### Written instruction
Extract the lines running from the one containing "# segment the ceiling fan motor housing" down to the one containing "46], [87, 51]]", both included, and reproduce them without any change.

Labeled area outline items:
- - -
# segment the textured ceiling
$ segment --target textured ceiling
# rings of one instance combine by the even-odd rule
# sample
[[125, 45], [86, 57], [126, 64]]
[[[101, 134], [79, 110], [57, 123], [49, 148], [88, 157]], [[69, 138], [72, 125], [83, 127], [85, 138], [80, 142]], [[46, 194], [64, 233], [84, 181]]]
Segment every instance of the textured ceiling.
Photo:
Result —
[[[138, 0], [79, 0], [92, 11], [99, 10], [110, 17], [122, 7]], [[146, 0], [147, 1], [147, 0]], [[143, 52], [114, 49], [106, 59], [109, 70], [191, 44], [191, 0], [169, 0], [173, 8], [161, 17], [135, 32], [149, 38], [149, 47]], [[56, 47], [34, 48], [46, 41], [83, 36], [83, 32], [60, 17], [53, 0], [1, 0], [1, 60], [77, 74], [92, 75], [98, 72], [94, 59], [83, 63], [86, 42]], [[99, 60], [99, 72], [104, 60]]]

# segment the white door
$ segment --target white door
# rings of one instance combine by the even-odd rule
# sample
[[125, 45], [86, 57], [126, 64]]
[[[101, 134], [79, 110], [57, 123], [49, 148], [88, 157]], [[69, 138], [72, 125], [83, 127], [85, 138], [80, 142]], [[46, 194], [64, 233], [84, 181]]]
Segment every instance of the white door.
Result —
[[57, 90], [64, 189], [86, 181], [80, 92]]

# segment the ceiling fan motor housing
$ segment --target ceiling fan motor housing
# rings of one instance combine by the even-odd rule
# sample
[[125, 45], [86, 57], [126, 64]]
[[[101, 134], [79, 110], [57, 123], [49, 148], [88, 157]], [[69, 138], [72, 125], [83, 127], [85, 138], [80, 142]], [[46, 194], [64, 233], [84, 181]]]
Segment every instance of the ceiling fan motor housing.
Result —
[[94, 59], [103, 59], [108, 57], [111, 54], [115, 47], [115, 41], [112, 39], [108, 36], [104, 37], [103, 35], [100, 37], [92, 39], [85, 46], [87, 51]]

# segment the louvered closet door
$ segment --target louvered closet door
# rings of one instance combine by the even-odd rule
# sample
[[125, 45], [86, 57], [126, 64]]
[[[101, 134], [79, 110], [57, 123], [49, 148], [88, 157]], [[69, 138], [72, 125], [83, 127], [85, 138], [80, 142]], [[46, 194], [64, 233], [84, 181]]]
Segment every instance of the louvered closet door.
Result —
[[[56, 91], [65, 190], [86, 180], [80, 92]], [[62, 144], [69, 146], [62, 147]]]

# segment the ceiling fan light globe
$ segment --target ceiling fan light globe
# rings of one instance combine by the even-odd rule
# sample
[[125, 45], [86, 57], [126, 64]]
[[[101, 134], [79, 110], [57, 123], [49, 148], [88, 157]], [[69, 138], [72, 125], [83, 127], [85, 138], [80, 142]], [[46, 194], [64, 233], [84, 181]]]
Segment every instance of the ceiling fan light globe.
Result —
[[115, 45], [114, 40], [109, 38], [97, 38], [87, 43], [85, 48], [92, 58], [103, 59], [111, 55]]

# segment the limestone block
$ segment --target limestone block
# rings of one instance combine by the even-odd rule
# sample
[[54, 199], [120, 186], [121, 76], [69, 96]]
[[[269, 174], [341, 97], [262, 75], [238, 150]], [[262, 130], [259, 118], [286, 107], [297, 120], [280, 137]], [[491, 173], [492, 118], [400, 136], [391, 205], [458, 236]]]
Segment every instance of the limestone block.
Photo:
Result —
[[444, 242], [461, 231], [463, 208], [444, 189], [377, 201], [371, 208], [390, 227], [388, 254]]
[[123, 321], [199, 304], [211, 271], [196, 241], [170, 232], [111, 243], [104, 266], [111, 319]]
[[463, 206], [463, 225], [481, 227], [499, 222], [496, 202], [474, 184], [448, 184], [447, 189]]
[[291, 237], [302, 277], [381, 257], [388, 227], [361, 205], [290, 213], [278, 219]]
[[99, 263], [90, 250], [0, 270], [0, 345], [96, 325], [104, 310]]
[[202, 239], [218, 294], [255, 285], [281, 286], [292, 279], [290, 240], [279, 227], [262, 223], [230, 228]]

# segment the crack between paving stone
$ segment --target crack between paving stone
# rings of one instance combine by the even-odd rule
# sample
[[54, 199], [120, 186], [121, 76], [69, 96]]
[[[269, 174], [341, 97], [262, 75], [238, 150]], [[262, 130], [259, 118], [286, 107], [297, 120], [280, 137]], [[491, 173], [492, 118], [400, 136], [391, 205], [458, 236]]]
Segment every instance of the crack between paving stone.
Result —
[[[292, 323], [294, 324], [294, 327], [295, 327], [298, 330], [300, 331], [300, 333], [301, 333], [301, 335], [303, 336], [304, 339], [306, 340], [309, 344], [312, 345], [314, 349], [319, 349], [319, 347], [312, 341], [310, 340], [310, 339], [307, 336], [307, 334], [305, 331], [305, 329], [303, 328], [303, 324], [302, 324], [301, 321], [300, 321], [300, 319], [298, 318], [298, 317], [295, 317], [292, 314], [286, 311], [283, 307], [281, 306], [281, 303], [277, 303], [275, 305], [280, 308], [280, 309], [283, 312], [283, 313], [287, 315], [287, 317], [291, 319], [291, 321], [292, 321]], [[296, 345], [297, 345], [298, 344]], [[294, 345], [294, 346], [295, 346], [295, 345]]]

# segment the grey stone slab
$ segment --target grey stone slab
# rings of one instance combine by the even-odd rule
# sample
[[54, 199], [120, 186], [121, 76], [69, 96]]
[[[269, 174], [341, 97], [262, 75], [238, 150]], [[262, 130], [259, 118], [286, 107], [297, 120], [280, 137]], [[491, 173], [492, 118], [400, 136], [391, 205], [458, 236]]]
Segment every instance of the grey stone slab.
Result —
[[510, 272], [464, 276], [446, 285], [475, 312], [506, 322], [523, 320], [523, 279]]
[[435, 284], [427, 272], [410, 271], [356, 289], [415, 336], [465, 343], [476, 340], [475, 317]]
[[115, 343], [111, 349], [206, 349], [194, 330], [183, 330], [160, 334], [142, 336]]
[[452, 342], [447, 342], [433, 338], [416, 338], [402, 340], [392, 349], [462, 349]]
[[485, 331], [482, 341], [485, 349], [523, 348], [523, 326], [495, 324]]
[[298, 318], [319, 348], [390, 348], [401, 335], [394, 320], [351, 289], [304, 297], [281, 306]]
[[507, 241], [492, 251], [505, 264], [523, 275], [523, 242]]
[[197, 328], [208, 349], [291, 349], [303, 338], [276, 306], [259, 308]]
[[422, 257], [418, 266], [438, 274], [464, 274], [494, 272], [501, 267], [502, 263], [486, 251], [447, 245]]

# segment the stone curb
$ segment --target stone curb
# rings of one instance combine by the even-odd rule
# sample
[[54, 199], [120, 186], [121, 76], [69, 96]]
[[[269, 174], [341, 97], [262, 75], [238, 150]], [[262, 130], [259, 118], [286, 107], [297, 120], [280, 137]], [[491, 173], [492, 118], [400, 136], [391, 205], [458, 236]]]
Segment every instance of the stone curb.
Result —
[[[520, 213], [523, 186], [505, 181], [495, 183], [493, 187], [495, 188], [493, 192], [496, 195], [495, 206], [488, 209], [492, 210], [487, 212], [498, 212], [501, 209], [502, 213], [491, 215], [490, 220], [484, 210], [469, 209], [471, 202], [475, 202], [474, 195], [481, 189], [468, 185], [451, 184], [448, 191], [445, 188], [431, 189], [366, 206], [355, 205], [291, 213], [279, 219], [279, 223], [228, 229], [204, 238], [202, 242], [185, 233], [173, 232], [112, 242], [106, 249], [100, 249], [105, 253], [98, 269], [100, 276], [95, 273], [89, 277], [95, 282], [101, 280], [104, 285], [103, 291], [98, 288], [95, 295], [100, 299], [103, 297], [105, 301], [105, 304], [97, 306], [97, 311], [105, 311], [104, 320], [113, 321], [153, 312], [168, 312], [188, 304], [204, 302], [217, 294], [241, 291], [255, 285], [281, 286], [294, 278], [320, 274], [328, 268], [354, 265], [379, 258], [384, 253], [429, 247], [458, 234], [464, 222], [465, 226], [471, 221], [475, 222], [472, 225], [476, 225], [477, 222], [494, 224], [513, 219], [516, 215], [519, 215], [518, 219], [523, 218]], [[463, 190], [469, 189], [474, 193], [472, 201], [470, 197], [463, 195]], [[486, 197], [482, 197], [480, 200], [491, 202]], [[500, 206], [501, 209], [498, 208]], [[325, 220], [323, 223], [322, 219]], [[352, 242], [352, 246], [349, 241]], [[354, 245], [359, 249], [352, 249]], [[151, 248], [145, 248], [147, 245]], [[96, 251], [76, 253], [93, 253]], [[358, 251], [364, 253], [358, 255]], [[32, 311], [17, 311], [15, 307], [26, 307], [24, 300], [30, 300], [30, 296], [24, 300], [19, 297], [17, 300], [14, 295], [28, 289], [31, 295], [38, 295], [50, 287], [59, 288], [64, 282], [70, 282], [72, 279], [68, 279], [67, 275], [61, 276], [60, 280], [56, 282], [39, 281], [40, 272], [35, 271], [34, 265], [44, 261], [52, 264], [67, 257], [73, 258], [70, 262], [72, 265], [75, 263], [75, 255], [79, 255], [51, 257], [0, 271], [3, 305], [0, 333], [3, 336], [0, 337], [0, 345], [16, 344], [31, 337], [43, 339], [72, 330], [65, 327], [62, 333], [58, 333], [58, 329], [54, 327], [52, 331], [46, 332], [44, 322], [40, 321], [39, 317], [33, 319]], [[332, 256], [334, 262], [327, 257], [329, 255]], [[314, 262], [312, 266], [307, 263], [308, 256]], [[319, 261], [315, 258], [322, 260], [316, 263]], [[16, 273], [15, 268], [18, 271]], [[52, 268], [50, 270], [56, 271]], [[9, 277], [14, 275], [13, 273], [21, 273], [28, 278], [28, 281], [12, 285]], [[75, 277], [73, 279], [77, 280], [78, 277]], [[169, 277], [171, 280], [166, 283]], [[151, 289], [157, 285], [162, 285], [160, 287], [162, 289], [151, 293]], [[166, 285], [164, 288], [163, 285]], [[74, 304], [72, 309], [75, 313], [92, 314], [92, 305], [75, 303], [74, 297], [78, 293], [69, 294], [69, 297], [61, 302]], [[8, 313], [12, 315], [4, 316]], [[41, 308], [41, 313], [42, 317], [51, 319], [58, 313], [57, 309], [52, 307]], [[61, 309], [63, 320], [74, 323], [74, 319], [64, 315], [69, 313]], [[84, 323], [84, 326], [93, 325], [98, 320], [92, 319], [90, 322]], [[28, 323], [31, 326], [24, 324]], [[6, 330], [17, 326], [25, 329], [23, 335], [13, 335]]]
- - -
### Result for this task
# segment the ceiling fan motor housing
$ segment --target ceiling fan motor housing
# rings of one instance combine by the even-odd rule
# sample
[[125, 45], [86, 57], [126, 64]]
[[[101, 134], [79, 110], [57, 123], [49, 148], [88, 157]], [[69, 138], [72, 125], [83, 127], [85, 138], [80, 142]], [[46, 194], [64, 233], [84, 181]]]
Segment every instance of the ceiling fan motor housing.
Result —
[[94, 59], [103, 59], [108, 57], [111, 54], [115, 47], [115, 41], [112, 39], [108, 36], [104, 37], [103, 35], [100, 37], [92, 39], [85, 46], [87, 51]]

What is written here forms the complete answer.